Seitenauszug:
* * * *

Sinn im Unsinn – Suche nach der Wurzel von Problemen in der Zusammenarbeit

– Eine Einführung

Wenn in Unternehmen Schwierigkeiten entstehen, unter denen die Zusammenarbeit leidet, ist die meist reflexartige Reaktion darauf, dass nach einem Schuldigen gesucht wird. Dieses Fingerpointing führt in der Regel zu noch mehr Frust, Zerwürfnissen und häufig lang andauernden Fehden unter Mitarbeitern oder Teams.

Irgendwann geht dann jemand in die innere Kündigung, wird versetzt oder im schlimmsten Fall entlassen. Oft betrifft dies die Führungskräfte, denen dann die Schuld in die Schuhe geschoben wird. Die werden dann durch neue Personen ersetzt und schnell stellt sich heraus, dass -nach einer kurzen Phase des Willens zur Veränderung- alles wieder so ist, wie vorher. Die unerwünschte Kultur des Teams oder des Unternehmens, derentwegen der Vorgänger ja gehen musste, schüttelt sich mal kurz, wirft den Immunapparat an und spuckt die Veränderungsinitiative einfach wieder aus. Die neue Führungskraft findet sich im selben Verhaltensmuster wieder wie ihr Vorgänger… 

Was ist da passiert? 

Können und Wirkung

Die Kultur ist nicht entscheidbar – Menschen können sie nicht „machen“, auch Führungskräfte nicht. Appelle an die Kultur verhallen, solange die Strukturen der Organisation, nicht so verändert werden, dass sie sich als „Schatten“ der Verhältnisse im Unternehmen daraus entwickeln.

* * * *

Bereitgestellte Daten:
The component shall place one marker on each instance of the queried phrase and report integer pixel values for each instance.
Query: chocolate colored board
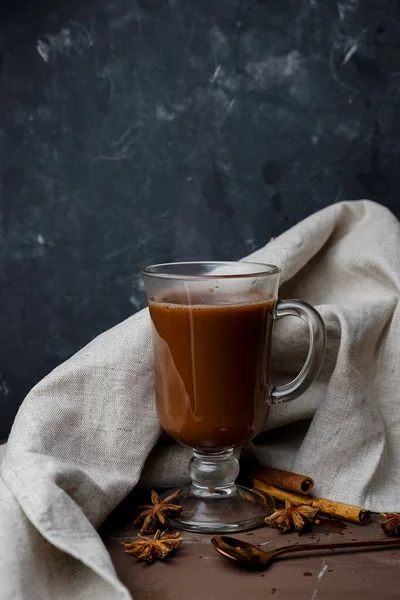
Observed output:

* * * *

Zu erledigende Aufgaben:
• a. Dupliziere einen Abschnitt aus dem Seitenauszug wortgetreu: Setze bei den Worten „Wenn in Unternehmen“ ein und ende nach „Mitarbeitern oder Teams.“.
• b. Welche Reaktion folgt laut Seitenauszug meist reflexartig, wenn in Unternehmen Schwierigkeiten die Zusammenarbeit beeinträchtigen?
Für die Bearbeitung gilt nur der Seitenauszug, nicht die Zeilen.

Lösungen der Aufgaben:
• a.
Wenn in Unternehmen Schwierigkeiten entstehen, unter denen die Zusammenarbeit leidet, ist die meist reflexartige Reaktion darauf, dass nach einem Schuldigen gesucht wird. Dieses Fingerpointing führt in der Regel zu noch mehr Frust, Zerwürfnissen und häufig lang andauernden Fehden unter Mitarbeitern oder Teams.

• b. Es wird nach einem Schuldigen gesucht.